• **Requirement**
Please state what the place name Vithkuqi means in Albanian, according to the article on Vithkuq.

## START Extract to read

- Vithkuq Location within Albania
- Coordinates: 40°31′N 20°35′E﻿ / ﻿40.517°N 20.583°E
- Country: Albania
- County: Korçë
- Municipality: Korçë

Population (2011)
- • Administrative unit: 1,519
- Time zone: UTC+1 (CET)
- • Summer (DST): UTC+2 (CEST)
- Postal Code: 7025
- Area Code: (0)864

= Vithkuq =

Vithkuq (/sq/) is a village and a former municipality in the Korçë County, southeastern Albania. At the 2015 local government reform it became a subdivision of the municipality Korçë. The population at the 2011 census was 1,519. The municipal unit consists of the villages Vithkuq, Leshnje, Gjanc, Lubonjë, Rehovë, Roshanj, Trebickë, Grabockë, Treskë, Stratobërdh, Panarit, Shtyllë and Cemericë.

The village gave its name to a particular Albanian alphabetic script, the Vithkuqi script.

==Name==
The place name Vithkuqi (older variant Bythkuqi) means "red butt" in Albanian. It is a compound of two Albanian words: bythë and vithë are dialectal forms of the word "butt"; kuqi means "red".

== History ==
The history of Vithkuqi is known immediately after the fall of Constantinople, although other data about the village existed also before that event. The first reference about this settlement dates back to the Byzantine period. According to the tradition the first church in Vithkuqi, dedicated to St. Athanasios, dates from the year 1162. An account of the teacher from Moscopole, Skenderis, which reports that Vithkuq was built before Moschopolis, implies a construction before the year 1330. Thimi Mitko recorded on a 19th century report about Korça for the French consul of Thessaloniki that Vithkuq had 8 thousand inhabitants at the time of the fall of Constantinople.

Vithkuq was one of the seven villages located in the Korçë area that the Ottoman Albanian lord Ilias Bey Mirahori received in 1484 from the Sultan Bayezid II, as a reward for being the first equerry and conqueror of Psamathia in the Ottoman capture of Constantinople. Vithkuq along with Leshja were accorded to Ilias Bey as mülk (land tenure). However he met difficulties while collecting the incomes and after twelve years these villages turned into their earlier status of timars. Being subjected to the Kaza of Korça, the villages of Episkopi, Boboshtica, Leshnja and Vithkuq were used in 1505 as sources of income on behalf of the five institutions of Ilias Bey's vakfa.

During the 17th-18th centuries Vithkuq became a local center of culture and trade, being on a strategic location on the Berat-Korçë road. In 1724 the residents of Vithkuq sponsored the foundation of the first Greek school in Korçë. As Ottoman authorities did not allow education in Albanian, Orthodox Albanians, including those of Vithkuq, sent their children to Greek language schools. In the eighteenth century, Vithkuq was inhabited by Orthodox Albanians and by smaller numbers of Aromanians (Vlachs).

## END Extract to read
## START Supplied information

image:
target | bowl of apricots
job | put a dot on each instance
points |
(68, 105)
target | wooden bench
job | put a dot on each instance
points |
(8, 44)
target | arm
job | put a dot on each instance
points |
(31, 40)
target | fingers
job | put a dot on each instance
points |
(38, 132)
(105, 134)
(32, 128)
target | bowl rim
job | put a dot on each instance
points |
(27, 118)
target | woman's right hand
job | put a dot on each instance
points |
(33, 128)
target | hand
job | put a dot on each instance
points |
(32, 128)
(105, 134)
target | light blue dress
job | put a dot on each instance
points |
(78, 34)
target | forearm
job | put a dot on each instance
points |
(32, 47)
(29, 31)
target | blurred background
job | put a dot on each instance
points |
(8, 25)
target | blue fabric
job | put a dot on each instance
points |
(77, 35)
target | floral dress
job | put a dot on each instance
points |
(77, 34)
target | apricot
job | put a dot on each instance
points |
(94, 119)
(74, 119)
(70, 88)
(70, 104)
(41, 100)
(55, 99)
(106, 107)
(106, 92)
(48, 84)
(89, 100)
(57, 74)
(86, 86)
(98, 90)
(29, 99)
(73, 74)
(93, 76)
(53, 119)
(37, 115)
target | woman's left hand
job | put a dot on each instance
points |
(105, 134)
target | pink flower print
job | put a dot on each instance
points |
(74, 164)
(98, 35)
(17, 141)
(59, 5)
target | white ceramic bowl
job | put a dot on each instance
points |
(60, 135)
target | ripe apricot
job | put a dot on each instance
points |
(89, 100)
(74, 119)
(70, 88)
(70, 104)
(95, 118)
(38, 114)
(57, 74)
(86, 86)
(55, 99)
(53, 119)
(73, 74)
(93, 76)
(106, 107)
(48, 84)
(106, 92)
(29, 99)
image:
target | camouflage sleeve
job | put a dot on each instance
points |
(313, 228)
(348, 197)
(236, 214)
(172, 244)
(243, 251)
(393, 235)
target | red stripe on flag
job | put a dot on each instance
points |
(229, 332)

## END Supplied information

• **Reply**
It means "red butt."